> _Exercise task 1_
Translate this sentence from the article on Web radio royalties into Spanish: "That means that its decision can be applied very broadly."
> _Exercise task 2_
Continue the article on Web radio royalties from its last sentence.
* begin Text shown *
|FROM ||Ruben Safir
|SUBJECT ||Subject: [NYLXS - HANGOUT] Death of Web Radio
|April 16, 2007 The Death of Web Radio? Olga Kharif
On April 16, right in the midst of the NAB2007 broadcasters conference,
the Copyright Royalty Board upheld its earlier decision to impose higher
royalty rates on Web radio stations. The stations will have to cough up
these royalty payments 300% to 1,200% higher than the fees they are
used to paying -- retroactively. Unless Congress gets involved, that
will mean the death of many Web radio stations, whose revenues will fall
short of these royalty payments.
But larger companies not currently thought of as broadcasters will suffer
as well: Today, the CRB clarified that its decision applies not only to
Web-based radio stations, but also to any company broadcasting music
over cellular networks. That means that its decision can be applied
very broadly. In effect, the CRB has imposed high royalties, payable
to a company formed by music labels, on everyone from Mercora, which
allows users to download its radio-playing software onto smartphones
for listening to Webcasts via cellular, to music services powered by
wireless carriers themselves. Until now, these carriers have negotiated
for royalty rates with individual content owners directly. These business
arrangements have not been disclosed, but there is a chance that the
telcos payments will now increase.
* end Text shown *
* begin Data lines *
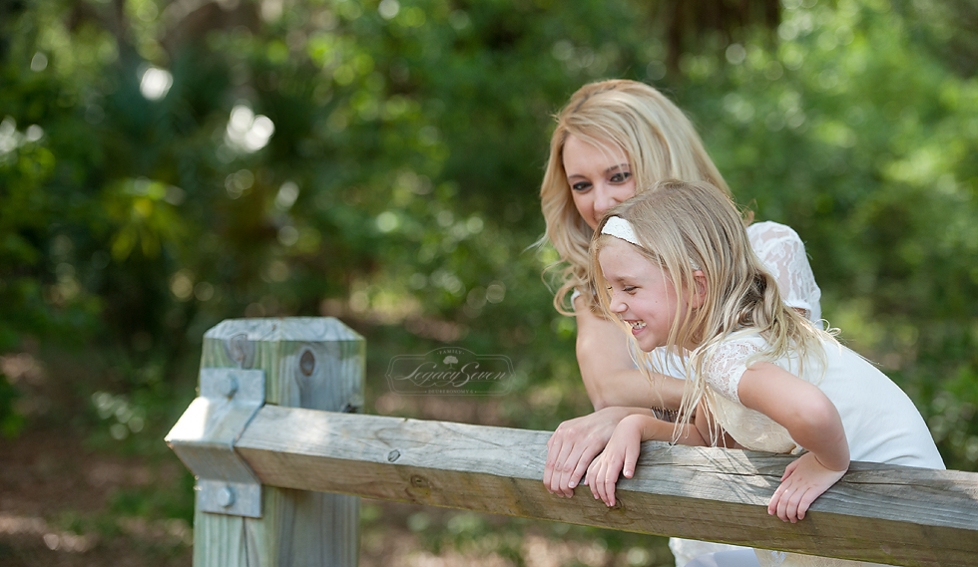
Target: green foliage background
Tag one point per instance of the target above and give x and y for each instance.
* end Data lines *
> _Right answer 1_
Eso significa que su decisión puede aplicarse de manera muy amplia.

> _Right answer 2_
Now that the CRB decision affects not just the little guys Webcasters
but also some of the telecom worlds giants, that makes me more sure
than ever that Congress will have to get involved before the decision
goes into effect May 15. Remember, Congress got involved in figuring out
what fair and reasonable rates were the last time the royalty rates were
renegotiated. Now, there are enough small and large Webcasters out there
wireless and Web-based -- to claim legislators' attention. Already,
today, a number of broadcasters kicked off SaveNetRadio.org grassroots
campaign. I wouldnt be surprised if telcos join in this effort.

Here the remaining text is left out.